■ TASK STATEMENT ■
Copy each line below that contains "every".

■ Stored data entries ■
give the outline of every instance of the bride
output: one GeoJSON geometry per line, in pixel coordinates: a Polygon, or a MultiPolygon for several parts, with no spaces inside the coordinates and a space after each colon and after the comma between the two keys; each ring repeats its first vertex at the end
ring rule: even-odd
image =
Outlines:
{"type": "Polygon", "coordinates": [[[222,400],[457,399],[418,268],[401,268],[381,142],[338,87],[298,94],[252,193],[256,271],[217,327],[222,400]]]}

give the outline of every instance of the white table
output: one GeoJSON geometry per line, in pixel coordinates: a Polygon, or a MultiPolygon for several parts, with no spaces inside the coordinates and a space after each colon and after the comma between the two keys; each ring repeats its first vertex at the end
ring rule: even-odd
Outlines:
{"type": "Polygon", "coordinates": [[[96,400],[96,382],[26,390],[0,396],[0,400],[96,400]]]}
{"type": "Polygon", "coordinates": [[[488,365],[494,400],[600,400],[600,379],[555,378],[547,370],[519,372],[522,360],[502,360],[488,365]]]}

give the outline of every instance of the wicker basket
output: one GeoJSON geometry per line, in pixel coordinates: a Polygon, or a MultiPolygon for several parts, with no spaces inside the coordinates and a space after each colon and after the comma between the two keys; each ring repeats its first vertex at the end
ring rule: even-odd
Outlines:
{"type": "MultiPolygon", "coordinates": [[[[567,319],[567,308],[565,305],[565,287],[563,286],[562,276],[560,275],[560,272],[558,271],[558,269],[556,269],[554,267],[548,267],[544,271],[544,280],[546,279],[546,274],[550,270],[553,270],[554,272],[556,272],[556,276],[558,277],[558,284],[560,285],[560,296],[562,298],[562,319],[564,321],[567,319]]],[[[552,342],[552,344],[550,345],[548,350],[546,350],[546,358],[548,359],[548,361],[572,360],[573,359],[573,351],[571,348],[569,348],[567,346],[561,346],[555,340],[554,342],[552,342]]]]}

■ SOLUTION ■
give the outline of every instance of the bride
give the outline of every instance of the white table
give the outline of every instance of the wicker basket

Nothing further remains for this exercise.